**Required work:**
Could you repeat word for word only the lines from the one containing "of the tall" to the last line of the data below?

═══ Dataset records

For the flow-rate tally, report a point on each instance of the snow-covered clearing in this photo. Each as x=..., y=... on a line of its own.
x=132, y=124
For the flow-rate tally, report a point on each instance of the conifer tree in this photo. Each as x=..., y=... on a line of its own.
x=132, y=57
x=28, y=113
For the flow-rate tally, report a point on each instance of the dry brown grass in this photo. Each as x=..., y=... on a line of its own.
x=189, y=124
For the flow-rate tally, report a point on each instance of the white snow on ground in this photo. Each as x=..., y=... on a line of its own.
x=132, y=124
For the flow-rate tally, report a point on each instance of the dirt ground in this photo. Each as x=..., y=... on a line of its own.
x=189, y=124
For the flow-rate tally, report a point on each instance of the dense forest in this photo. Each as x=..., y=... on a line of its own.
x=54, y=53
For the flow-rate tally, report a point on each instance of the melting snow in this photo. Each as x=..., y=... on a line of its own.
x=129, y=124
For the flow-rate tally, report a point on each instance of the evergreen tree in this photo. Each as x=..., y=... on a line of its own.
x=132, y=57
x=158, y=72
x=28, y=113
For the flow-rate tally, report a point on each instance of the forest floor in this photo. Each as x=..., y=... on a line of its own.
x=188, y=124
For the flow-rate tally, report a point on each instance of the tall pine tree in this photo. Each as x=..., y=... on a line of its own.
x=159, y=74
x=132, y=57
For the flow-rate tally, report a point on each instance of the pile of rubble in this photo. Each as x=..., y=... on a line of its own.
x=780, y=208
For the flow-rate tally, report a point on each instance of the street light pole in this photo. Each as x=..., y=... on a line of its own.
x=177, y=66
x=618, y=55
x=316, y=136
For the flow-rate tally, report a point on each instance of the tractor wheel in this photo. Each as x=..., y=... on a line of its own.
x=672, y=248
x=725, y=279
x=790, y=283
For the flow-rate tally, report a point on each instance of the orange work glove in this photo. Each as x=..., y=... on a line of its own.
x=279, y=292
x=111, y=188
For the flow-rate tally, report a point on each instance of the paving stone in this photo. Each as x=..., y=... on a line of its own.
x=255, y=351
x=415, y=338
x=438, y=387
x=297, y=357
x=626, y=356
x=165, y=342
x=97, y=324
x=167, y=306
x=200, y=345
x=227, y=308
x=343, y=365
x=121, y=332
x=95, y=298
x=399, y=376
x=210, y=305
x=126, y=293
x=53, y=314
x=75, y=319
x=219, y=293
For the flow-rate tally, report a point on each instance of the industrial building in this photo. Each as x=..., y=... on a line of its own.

══════

**Result of this task:**
For the flow-rate tally, report a point on each instance of the tall pine tree in this photo. Each as x=..., y=... on a line of its own.
x=159, y=74
x=132, y=57
For the flow-rate tally, report a point on each instance of the pile of rubble in this photo. Each as x=..., y=... on a line of its own.
x=780, y=208
For the flow-rate tally, report a point on each instance of the street light pole in this photo. Each as x=..., y=... on a line of its own.
x=177, y=66
x=618, y=55
x=316, y=136
For the flow-rate tally, report a point on each instance of the tractor wheel in this photo. Each as x=..., y=... on a line of its own.
x=672, y=248
x=725, y=279
x=790, y=283
For the flow-rate tally, report a point on each instance of the orange work glove in this photo. Each as x=..., y=... on a line of its own.
x=279, y=292
x=111, y=188
For the flow-rate tally, report a point on each instance of the paving stone in this photo. Each as x=..., y=... on a line of its own.
x=255, y=351
x=415, y=338
x=438, y=387
x=297, y=357
x=626, y=356
x=165, y=342
x=97, y=324
x=167, y=306
x=200, y=345
x=227, y=308
x=343, y=365
x=121, y=332
x=95, y=298
x=399, y=376
x=210, y=305
x=126, y=293
x=53, y=314
x=75, y=319
x=219, y=293
For the flow-rate tally, report a point on each instance of the industrial building in this photo. Each as x=..., y=... on a line of its own.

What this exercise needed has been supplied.